INSTRUÇÕES A SEGUIR:
Reproduza sem alterações o trecho do texto sobre a comitiva de senadores na Venezuela que vai de "Aécio disse que" até "Supremo Tribunal Federal.", incluindo essas palavras finais.

BLOCO DE TEXTO:
* * * * *
De volta ao Brasil, o presidente nacional do PSDB, senador Aécio Neves (MG), e os demais integrantes da comitiva hostilizada na Venezuela disseram que houve uma "ação deliberada" dos governos brasileiro e venezuelano para que os parlamentares não tivessem acompanhamento diplomático e fossem "abandonados". E afirmam que tomarão medidas políticas e jurídicas para excluir o país do bloco. Aécio pediu ainda o depoimento do ministro de Relações Exteriores, Mauro Viera, no Senado para dar explicações.

O presidente da Comissão de Relações Exteriores, Aloysio Nunes Ferreira (PSDB-SP), responsabilizou diretamente a presidente Dilma Rousseff por ter dado a ordem para que os representantes do Itamaraty abandonassem a comitiva. O presidente nacional do DEM, senador José Agripino Maia (RN), também quer a convocação do embaixador do Brasil na Venezuela, Ruy Pereira.

Aécio disse que a Venezuela descumpre as cláusulas democráticas do Acordo de Ushuaia, assinado pelos países do Mercosul e reforçadas quando da adesão da Venezuela ao bloco.

— A questão mais grave que se põe nesse momento é que o conjunto de informações que nos chegam, a partir inclusive da reunião que parlamentares tiveram com o ministro das Relações Exteriores, é de que houve uma ação deliberada do governo venezuelano, como lá percebíamos, mas agora também do governo brasileiro, para expor uma delegação oficial de senadores, que nada mais fazia que prestar solidariedade aos presos políticos e defender a democracia na Venezuela. Os energúmenos não nos intimidaram — disse Aécio, cobrando "respostas do governo brasileiro".

Mais direto, Aloysio defendeu a exclusão da Venezuela do Mercosul. O grupo estuda entrar com uma ação no Supremo Tribunal Federal.

— Vamos atuar junto aos órgãos do Mercosul para a exclusão da Venezuela por desrespeito afrontoso às cláusulas democráticas — disse Aloysio.
* * * * *
LINHAS EXTRAÍDAS:
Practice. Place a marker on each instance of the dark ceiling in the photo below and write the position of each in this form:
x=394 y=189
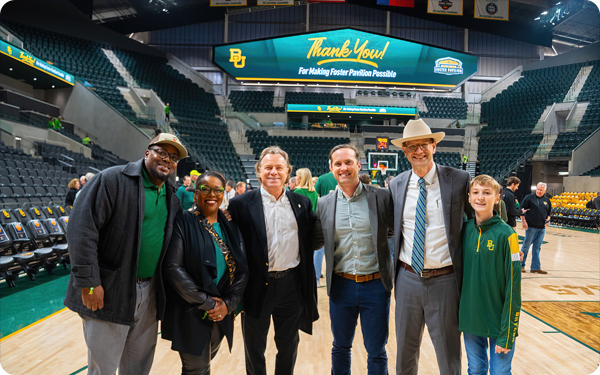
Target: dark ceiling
x=580 y=27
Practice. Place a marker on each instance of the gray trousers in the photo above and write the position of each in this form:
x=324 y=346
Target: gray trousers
x=432 y=301
x=130 y=349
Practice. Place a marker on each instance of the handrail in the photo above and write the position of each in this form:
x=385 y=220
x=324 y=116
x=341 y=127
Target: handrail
x=585 y=140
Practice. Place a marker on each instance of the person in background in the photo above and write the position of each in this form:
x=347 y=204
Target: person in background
x=365 y=179
x=292 y=184
x=206 y=270
x=537 y=208
x=490 y=300
x=508 y=196
x=306 y=187
x=240 y=188
x=387 y=181
x=185 y=196
x=74 y=186
x=325 y=184
x=229 y=193
x=194 y=174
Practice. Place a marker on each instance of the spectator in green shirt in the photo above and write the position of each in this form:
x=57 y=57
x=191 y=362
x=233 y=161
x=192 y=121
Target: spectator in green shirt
x=186 y=197
x=325 y=184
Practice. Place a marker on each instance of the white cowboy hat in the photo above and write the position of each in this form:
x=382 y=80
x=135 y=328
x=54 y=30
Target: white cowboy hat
x=417 y=129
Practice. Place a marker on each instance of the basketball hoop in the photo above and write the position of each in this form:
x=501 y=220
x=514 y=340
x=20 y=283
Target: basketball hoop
x=382 y=167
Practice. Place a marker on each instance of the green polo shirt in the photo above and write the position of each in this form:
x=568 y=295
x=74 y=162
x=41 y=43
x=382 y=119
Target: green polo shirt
x=153 y=227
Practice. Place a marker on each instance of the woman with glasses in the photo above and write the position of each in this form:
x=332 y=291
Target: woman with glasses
x=206 y=270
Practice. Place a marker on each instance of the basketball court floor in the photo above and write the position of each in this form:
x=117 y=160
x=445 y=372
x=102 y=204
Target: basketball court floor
x=559 y=332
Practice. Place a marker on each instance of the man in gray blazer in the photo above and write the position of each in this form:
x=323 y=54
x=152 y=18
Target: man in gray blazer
x=355 y=220
x=430 y=201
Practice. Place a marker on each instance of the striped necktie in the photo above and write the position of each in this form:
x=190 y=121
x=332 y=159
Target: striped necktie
x=418 y=255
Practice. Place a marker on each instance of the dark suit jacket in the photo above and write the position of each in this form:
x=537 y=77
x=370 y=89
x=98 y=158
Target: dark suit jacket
x=381 y=216
x=454 y=188
x=246 y=210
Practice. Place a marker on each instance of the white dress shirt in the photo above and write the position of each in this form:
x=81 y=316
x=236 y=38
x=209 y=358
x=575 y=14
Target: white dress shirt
x=437 y=253
x=282 y=232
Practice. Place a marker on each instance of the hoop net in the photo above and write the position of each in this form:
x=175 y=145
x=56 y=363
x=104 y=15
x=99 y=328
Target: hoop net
x=382 y=167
* * * * *
RESULTADO:
Aécio disse que a Venezuela descumpre as cláusulas democráticas do Acordo de Ushuaia, assinado pelos países do Mercosul e reforçadas quando da adesão da Venezuela ao bloco.

— A questão mais grave que se põe nesse momento é que o conjunto de informações que nos chegam, a partir inclusive da reunião que parlamentares tiveram com o ministro das Relações Exteriores, é de que houve uma ação deliberada do governo venezuelano, como lá percebíamos, mas agora também do governo brasileiro, para expor uma delegação oficial de senadores, que nada mais fazia que prestar solidariedade aos presos políticos e defender a democracia na Venezuela. Os energúmenos não nos intimidaram — disse Aécio, cobrando "respostas do governo brasileiro".

Mais direto, Aloysio defendeu a exclusão da Venezuela do Mercosul. O grupo estuda entrar com uma ação no Supremo Tribunal Federal.